## START Passage shown

16 Aug Maximizing Existing Processing Capacity in Legal Interpreting
By Denise Green, Sign Language Interpreter, NIC
Interpreters’ brains are calibrating innumerable bits of information every second we are on the job. Despite the old adage that we only use ten percent of our brains, and although the actual percentage of unused potential is widely debated, the truth remains that we are using up valuable processing capacity when we have thoughts and feelings about the work we do. By training our brains to detach from thoughts that do not further our active goal, we can make the best use of our energies and therefore bring our best skills to each unique interpreting situation. Mental energy can be reallocated to the task at hand, thereby improving the quality and efficiency of the resulting interpretation. I posit that all interpreters hold a deeper level of skill than we realize and that we need only tap into these latent abilities through training of our mind. The ability to utilize this technique will improve with practice, but benefits will be immediately experienced.

## END Passage shown
## START Data extract

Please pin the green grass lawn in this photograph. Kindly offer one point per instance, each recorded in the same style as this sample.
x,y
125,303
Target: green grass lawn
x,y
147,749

## END Data extract
## START Data extract

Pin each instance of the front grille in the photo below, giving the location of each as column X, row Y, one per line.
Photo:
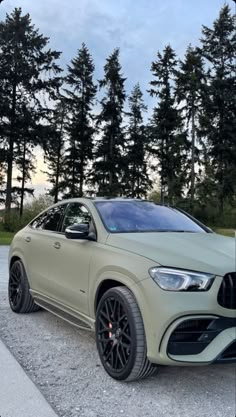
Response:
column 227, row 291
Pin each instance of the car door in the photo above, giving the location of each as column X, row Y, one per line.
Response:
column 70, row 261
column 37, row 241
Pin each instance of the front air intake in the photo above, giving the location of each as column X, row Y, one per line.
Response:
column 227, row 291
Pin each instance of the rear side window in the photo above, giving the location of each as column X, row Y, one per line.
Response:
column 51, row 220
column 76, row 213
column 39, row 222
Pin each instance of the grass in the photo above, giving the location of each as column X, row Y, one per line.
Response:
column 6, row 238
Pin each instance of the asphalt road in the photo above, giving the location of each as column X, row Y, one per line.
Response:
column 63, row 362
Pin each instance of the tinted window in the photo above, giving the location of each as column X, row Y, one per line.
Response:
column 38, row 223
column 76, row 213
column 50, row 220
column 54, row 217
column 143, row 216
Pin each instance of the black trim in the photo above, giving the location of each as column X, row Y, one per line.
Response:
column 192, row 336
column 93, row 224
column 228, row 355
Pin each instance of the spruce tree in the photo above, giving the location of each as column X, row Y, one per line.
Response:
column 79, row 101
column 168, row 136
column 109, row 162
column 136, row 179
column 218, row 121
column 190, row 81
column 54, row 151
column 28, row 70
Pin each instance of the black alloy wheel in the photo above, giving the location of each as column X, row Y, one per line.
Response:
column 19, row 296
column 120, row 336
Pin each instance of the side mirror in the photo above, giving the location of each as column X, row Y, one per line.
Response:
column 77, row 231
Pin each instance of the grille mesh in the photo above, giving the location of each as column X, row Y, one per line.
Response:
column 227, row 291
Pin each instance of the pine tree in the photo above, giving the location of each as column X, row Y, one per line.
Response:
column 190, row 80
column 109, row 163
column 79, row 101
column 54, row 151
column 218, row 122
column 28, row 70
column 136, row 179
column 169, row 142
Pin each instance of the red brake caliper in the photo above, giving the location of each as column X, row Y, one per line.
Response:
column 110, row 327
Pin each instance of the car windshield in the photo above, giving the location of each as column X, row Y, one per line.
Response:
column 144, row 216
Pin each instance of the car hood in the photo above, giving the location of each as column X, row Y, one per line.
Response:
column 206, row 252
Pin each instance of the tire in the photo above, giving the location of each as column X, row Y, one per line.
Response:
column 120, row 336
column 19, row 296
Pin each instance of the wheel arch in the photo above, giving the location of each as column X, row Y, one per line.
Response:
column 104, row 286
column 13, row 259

## END Data extract

:: Directives ::
(a) In the article on legal interpreting, what does the author say uses up valuable processing capacity?
(b) Write the next paragraph of the article on legal interpreting, picking up after its final sentence.

:: Task responses ::
(a) Having thoughts and feelings about the work interpreters do.

(b)
The basics are this: an incredible amount of information is being cycled in, prioritized, processed, and emitted by an interpreter, especially in a high-stakes setting such as legal interpreting. At a certain point, channel capacity (the maximum bandwidth of information that an interpreter can handle at one time) is reached. During language processing, interpreters will frequently find themselves held up by a particular bit of information that will slow (or altogether halt) the flow of the message. Simultaneously, the speakers continue creating new content requiring continuous interpretation. This can create something of a content “traffic jam” and disrupt (or otherwise negatively affect) the speed and quality of the output. By learning to recognize thoughts, re-prioritize them, and take immediate action on some and dismiss others, there is more attention left for the task at hand, and the quality of output is improved. Essentially this technique installs a traffic light at busy “intersections” of the brain, resulting in better interpretation.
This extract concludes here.